§ **Problem**: Identify every line in the items below that contains the word "visible", and copy each of those lines in full.

# Data for processing start

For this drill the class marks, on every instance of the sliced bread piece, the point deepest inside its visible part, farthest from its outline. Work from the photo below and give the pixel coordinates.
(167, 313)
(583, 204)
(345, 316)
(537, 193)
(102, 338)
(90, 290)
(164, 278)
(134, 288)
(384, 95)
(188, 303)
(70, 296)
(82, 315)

# Data for processing end
# Data for processing start

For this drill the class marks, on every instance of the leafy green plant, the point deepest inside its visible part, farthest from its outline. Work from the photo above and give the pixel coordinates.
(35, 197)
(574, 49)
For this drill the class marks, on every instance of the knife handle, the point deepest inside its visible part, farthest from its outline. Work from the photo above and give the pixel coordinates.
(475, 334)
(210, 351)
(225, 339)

# Data for processing end

§ **Written solution**:
For this drill the class marks, on every instance of the sliced bread piece, the point deepest inside its visible part, farthest from its outline. Work from the photo below and give the pixel coordinates.
For this drill the class marks, on every instance of the leafy green plant, the point deepest inside its visible part, farthest from its outline. Work from the photo above and give the pixel coordinates.
For this drill the class marks, on every instance of the knife handle, the point deepest inside its visible part, farthest from its outline. Work from the photo above and give the pixel coordinates.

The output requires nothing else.